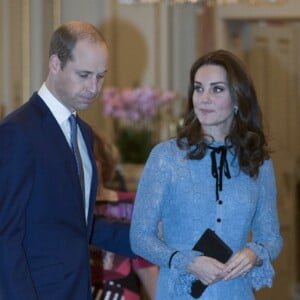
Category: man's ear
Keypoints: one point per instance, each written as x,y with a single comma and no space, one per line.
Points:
54,63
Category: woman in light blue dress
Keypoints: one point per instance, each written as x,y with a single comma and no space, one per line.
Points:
216,174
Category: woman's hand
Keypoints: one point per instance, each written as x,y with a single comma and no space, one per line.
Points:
207,269
240,264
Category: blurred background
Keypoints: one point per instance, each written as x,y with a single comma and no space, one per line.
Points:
152,46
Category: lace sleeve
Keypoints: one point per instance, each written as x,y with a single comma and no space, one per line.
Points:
267,241
152,192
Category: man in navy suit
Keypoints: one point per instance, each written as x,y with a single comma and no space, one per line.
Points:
46,217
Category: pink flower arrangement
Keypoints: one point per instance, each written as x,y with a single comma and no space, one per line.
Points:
134,104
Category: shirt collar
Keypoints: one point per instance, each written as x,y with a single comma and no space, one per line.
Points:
59,111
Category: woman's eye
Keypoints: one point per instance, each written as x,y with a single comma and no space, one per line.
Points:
198,88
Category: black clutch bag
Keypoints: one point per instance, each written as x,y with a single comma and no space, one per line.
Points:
210,245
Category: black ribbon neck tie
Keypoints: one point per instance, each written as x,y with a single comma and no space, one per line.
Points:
217,171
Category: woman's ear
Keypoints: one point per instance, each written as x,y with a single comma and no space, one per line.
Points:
235,109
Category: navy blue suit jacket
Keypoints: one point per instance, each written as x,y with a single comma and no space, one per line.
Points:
44,236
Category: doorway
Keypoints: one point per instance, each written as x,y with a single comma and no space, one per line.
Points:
270,50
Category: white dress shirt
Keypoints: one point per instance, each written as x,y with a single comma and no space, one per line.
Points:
62,114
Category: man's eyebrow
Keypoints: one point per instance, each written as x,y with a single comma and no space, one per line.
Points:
212,83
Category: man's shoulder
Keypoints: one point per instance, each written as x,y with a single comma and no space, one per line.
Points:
26,112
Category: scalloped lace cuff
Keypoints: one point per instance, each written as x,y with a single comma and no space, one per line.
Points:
261,276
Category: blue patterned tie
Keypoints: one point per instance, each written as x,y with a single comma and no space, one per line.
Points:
75,149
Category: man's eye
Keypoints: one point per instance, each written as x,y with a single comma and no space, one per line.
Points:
100,76
198,88
218,89
83,75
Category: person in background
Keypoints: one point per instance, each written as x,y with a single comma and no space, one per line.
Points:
121,276
48,178
217,174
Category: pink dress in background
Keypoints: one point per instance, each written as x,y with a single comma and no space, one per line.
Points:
114,276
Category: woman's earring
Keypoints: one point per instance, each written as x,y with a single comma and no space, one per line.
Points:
235,109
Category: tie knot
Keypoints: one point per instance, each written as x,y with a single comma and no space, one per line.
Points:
73,119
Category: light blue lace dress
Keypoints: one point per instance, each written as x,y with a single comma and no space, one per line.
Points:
182,194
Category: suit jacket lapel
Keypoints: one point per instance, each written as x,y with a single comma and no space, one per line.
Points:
58,140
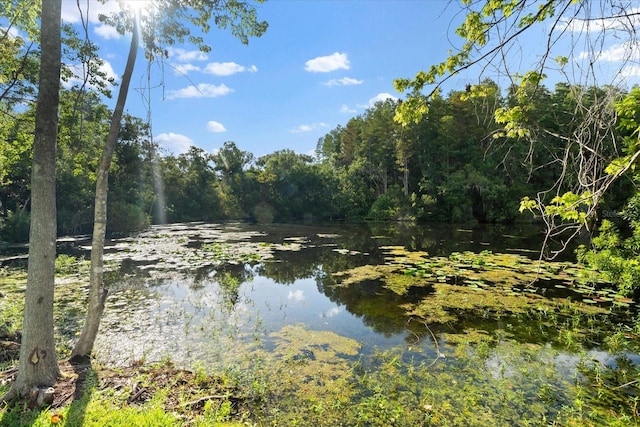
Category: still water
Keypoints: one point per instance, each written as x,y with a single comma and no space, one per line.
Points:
185,311
230,295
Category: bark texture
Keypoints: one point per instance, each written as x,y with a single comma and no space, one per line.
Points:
97,289
38,366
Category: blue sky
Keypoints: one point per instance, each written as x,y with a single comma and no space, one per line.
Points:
320,63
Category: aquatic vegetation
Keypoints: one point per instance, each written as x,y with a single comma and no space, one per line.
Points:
305,331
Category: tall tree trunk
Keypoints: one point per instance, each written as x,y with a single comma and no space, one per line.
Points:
38,366
97,290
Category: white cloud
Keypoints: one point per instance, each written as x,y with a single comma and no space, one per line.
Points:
213,126
185,69
345,81
345,109
631,71
623,22
183,55
227,68
297,295
174,142
308,128
302,128
383,96
203,90
325,64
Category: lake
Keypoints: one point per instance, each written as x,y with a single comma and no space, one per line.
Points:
376,324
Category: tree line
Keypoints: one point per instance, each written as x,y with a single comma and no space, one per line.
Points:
481,153
451,166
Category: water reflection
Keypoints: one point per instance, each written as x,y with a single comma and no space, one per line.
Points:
216,308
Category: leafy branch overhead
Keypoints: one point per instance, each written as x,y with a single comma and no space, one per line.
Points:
169,22
593,156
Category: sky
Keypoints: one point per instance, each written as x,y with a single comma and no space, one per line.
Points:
320,63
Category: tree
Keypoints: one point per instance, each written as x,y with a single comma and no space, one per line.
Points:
38,365
166,23
592,152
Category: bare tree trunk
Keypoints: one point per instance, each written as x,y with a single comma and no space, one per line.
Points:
38,366
97,290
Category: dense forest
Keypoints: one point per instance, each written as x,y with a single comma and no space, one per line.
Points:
452,166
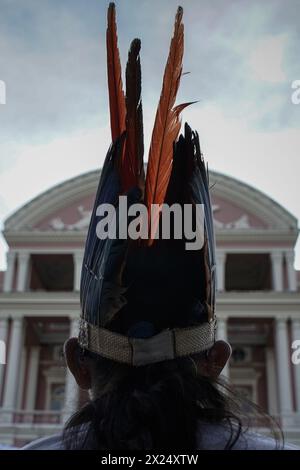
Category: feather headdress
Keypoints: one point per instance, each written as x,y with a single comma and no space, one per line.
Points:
148,299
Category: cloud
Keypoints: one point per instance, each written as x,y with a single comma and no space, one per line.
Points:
266,59
243,57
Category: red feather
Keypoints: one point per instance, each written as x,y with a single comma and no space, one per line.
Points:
133,167
166,129
114,73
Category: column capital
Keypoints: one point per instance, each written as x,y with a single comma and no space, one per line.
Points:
221,255
23,256
296,322
281,322
290,255
10,256
276,256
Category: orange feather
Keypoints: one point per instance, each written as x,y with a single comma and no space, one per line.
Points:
133,166
114,73
166,129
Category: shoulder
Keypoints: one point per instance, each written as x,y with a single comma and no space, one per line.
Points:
215,437
46,443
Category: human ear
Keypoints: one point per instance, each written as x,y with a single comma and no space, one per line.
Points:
217,357
77,367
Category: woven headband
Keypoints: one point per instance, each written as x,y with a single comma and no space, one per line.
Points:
166,345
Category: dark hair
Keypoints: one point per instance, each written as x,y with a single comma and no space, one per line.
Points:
158,406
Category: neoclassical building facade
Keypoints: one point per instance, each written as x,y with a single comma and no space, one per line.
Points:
258,303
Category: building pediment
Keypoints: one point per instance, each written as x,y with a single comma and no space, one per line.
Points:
66,208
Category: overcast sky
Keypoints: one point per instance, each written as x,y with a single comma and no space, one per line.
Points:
242,57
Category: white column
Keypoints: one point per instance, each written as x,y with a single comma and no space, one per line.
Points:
221,259
271,381
296,336
78,259
13,366
291,272
222,334
23,263
21,378
71,389
277,273
9,273
283,358
3,339
33,367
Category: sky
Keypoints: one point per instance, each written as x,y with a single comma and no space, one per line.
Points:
242,58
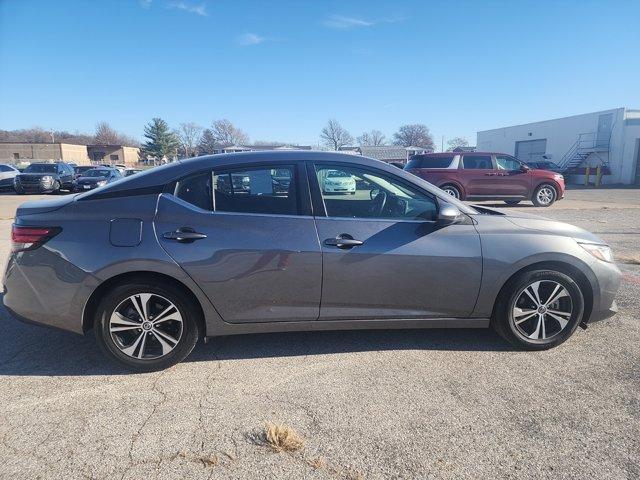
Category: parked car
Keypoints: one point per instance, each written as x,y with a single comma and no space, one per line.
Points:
337,181
45,178
544,165
7,174
79,170
131,171
488,176
96,177
160,259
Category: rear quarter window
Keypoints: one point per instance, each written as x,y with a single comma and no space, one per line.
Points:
429,161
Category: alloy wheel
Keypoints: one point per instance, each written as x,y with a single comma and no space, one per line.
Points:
545,195
542,310
146,326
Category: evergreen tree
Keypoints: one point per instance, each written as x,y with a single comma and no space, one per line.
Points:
161,141
207,143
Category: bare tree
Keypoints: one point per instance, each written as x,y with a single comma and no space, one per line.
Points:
457,142
207,143
189,134
415,135
334,136
226,133
372,138
106,135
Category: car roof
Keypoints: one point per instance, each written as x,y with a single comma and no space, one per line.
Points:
448,154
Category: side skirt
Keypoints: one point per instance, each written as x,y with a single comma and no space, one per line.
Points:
322,325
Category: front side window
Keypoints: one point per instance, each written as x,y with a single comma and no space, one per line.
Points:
354,192
477,162
507,163
267,190
40,168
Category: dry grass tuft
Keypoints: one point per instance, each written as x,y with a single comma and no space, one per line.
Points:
628,259
210,461
282,438
318,463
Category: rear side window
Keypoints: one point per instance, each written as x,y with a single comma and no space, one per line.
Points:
430,161
262,190
267,190
477,162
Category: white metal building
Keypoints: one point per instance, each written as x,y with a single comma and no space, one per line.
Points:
610,138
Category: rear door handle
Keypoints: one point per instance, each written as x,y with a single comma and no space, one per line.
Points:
343,241
184,235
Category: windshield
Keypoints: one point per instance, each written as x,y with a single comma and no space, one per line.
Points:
96,173
337,174
40,168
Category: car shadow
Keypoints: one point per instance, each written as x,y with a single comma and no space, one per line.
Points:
28,350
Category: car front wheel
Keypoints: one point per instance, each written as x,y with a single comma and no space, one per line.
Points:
538,309
146,327
544,196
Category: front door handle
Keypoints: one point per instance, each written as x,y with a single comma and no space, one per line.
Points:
343,241
184,235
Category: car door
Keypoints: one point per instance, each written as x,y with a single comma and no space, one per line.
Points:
511,178
476,175
252,247
384,257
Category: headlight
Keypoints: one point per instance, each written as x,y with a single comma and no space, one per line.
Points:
601,252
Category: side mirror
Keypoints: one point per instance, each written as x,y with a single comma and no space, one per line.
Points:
448,214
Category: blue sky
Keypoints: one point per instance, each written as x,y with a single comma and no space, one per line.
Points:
280,69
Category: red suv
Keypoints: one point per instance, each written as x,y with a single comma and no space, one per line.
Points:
488,176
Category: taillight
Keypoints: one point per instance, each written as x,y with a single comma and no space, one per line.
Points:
28,238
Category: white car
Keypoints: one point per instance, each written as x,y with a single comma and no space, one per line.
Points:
338,182
7,174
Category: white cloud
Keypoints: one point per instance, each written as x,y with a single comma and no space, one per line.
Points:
190,8
248,39
342,22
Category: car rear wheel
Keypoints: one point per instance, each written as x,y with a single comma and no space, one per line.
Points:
452,190
544,196
538,309
146,327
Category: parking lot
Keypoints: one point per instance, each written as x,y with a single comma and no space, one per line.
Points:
380,404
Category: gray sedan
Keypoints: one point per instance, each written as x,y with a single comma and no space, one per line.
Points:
220,245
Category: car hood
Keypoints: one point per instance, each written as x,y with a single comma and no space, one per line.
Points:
36,175
541,224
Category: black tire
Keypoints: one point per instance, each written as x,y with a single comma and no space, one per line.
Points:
503,321
452,190
185,305
536,199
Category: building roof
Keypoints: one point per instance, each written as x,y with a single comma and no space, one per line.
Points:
384,152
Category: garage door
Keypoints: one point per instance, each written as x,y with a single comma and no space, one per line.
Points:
531,150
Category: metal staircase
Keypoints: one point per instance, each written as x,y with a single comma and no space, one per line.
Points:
585,145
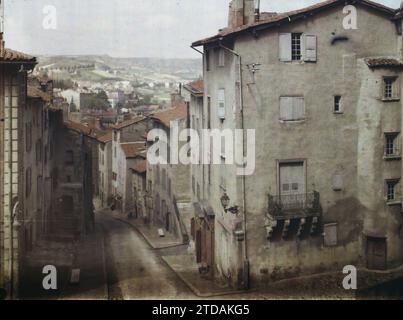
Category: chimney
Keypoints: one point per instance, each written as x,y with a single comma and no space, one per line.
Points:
98,124
243,12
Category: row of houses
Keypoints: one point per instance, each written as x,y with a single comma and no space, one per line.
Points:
45,170
324,102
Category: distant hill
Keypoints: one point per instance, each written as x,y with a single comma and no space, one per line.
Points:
149,68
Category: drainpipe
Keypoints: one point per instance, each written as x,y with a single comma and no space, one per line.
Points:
13,224
243,153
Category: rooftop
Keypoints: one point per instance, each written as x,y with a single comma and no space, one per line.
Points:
140,166
196,87
36,93
178,112
128,123
384,62
275,20
106,137
133,150
86,130
8,55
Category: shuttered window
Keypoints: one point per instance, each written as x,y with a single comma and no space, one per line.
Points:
310,48
391,88
292,108
221,104
297,47
285,47
330,233
221,58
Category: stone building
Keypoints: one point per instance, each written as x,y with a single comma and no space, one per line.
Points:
73,211
35,203
202,224
324,100
128,131
13,101
105,169
129,154
169,184
139,188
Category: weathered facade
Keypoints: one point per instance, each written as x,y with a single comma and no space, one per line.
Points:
105,169
13,88
139,188
327,117
169,183
129,154
129,131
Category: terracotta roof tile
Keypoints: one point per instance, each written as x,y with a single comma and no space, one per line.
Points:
382,62
35,93
133,150
128,123
106,137
178,112
88,131
15,56
140,166
196,87
287,17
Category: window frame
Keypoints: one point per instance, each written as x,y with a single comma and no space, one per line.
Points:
392,183
296,36
394,88
396,153
338,104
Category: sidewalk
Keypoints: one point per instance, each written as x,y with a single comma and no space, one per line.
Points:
150,233
90,259
87,254
185,267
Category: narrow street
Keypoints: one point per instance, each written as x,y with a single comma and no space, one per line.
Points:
134,270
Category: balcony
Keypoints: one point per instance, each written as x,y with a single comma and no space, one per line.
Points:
291,216
296,206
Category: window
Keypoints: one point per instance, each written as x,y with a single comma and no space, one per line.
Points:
38,150
69,157
330,233
391,189
221,58
28,137
390,88
337,105
221,104
169,187
296,50
207,57
391,144
297,47
292,108
28,181
208,112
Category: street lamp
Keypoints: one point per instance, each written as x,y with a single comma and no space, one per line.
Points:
225,201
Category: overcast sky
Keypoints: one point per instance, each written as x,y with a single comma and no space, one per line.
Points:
124,28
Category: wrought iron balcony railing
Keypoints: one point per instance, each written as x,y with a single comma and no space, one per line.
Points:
295,206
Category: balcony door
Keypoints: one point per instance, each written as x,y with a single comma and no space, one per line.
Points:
292,184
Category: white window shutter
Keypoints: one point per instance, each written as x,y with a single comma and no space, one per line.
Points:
286,108
221,104
298,108
310,48
285,47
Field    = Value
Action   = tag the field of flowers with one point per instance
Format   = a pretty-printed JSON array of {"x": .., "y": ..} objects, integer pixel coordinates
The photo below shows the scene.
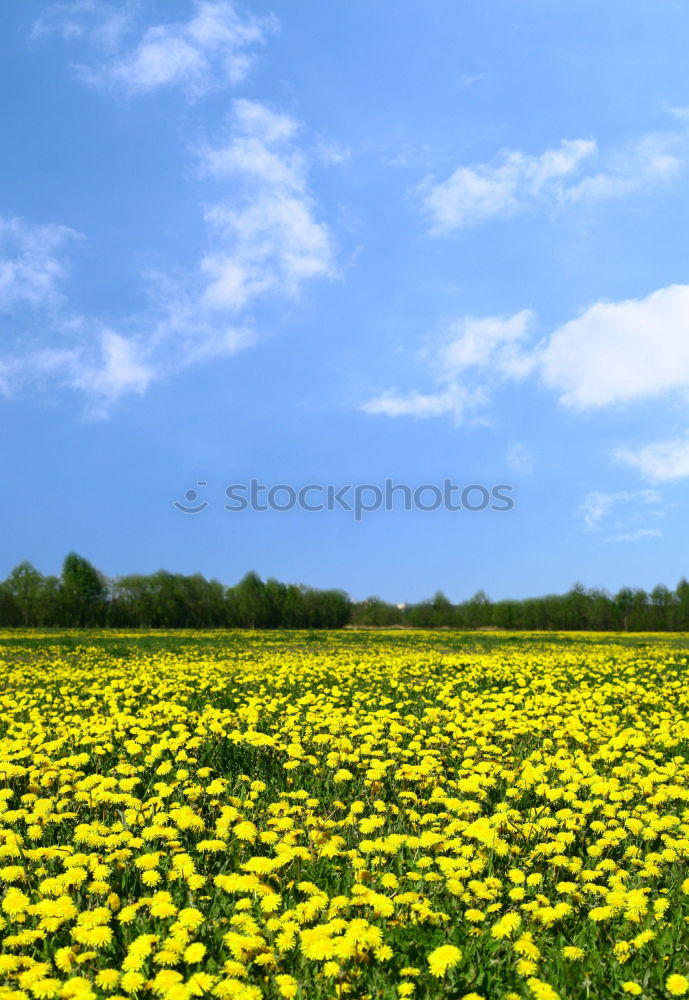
[{"x": 373, "y": 815}]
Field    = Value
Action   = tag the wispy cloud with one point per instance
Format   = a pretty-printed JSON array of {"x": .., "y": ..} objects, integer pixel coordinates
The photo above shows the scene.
[
  {"x": 211, "y": 49},
  {"x": 265, "y": 241},
  {"x": 472, "y": 194},
  {"x": 660, "y": 461},
  {"x": 576, "y": 171},
  {"x": 268, "y": 240},
  {"x": 629, "y": 511},
  {"x": 597, "y": 506},
  {"x": 635, "y": 536},
  {"x": 475, "y": 355},
  {"x": 614, "y": 353},
  {"x": 32, "y": 263}
]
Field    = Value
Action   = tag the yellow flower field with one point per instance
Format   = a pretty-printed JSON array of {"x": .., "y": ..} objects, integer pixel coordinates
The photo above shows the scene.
[{"x": 381, "y": 815}]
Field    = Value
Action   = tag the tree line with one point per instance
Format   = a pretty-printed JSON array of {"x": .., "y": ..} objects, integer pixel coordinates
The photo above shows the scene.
[{"x": 83, "y": 597}]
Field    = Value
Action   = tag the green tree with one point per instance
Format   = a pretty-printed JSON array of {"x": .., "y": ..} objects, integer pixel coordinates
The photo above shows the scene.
[
  {"x": 24, "y": 584},
  {"x": 84, "y": 591}
]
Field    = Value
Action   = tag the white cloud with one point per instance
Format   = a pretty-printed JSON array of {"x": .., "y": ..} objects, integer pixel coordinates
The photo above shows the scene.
[
  {"x": 32, "y": 262},
  {"x": 98, "y": 23},
  {"x": 574, "y": 172},
  {"x": 636, "y": 535},
  {"x": 454, "y": 400},
  {"x": 597, "y": 506},
  {"x": 630, "y": 512},
  {"x": 268, "y": 240},
  {"x": 214, "y": 47},
  {"x": 265, "y": 241},
  {"x": 661, "y": 461},
  {"x": 474, "y": 357},
  {"x": 619, "y": 352},
  {"x": 483, "y": 191},
  {"x": 519, "y": 459}
]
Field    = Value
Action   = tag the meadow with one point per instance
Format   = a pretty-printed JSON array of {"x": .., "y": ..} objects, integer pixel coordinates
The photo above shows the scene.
[{"x": 247, "y": 815}]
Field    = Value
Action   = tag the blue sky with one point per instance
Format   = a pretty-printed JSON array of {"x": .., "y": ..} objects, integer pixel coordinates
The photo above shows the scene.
[{"x": 343, "y": 243}]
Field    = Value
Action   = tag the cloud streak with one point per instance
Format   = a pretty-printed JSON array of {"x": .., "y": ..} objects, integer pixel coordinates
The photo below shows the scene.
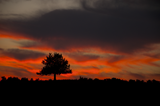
[{"x": 21, "y": 54}]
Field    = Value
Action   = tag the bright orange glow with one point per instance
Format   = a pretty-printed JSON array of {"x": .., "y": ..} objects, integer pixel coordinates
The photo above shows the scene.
[{"x": 109, "y": 66}]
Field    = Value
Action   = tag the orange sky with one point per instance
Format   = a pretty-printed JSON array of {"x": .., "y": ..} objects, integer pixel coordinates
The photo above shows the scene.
[
  {"x": 129, "y": 66},
  {"x": 99, "y": 39}
]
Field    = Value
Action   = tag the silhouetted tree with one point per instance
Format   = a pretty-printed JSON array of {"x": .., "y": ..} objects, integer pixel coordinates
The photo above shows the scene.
[
  {"x": 3, "y": 78},
  {"x": 55, "y": 65}
]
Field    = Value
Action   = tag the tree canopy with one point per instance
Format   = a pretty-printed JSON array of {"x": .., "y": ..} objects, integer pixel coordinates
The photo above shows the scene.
[{"x": 55, "y": 65}]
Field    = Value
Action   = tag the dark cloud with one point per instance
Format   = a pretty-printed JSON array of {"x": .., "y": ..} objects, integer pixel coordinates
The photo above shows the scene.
[
  {"x": 112, "y": 59},
  {"x": 125, "y": 30},
  {"x": 22, "y": 54},
  {"x": 83, "y": 57}
]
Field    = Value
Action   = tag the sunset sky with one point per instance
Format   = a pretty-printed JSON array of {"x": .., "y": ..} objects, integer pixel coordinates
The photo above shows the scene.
[{"x": 99, "y": 38}]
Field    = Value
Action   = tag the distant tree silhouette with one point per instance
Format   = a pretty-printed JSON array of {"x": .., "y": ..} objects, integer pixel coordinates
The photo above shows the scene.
[
  {"x": 55, "y": 65},
  {"x": 3, "y": 78}
]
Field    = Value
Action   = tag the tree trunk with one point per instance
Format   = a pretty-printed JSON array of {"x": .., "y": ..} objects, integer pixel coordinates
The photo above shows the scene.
[{"x": 54, "y": 77}]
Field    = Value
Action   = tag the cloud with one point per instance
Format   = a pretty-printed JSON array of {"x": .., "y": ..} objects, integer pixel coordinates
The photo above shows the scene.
[
  {"x": 124, "y": 30},
  {"x": 82, "y": 57},
  {"x": 18, "y": 72},
  {"x": 22, "y": 54},
  {"x": 26, "y": 9}
]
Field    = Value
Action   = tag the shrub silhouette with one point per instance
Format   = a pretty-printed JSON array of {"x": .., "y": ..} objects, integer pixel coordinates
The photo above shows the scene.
[{"x": 55, "y": 65}]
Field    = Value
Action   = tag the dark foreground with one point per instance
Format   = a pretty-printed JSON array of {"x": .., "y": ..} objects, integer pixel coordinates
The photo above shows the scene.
[{"x": 84, "y": 89}]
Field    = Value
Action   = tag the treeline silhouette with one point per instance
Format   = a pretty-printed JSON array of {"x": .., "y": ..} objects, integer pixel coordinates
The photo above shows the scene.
[
  {"x": 86, "y": 87},
  {"x": 114, "y": 81}
]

•••

- [GOAL OF THE EXERCISE] Go through the records above and copy every line with the word "metal".

- [YOUR SOLUTION]
Category: white metal building
Category: metal staircase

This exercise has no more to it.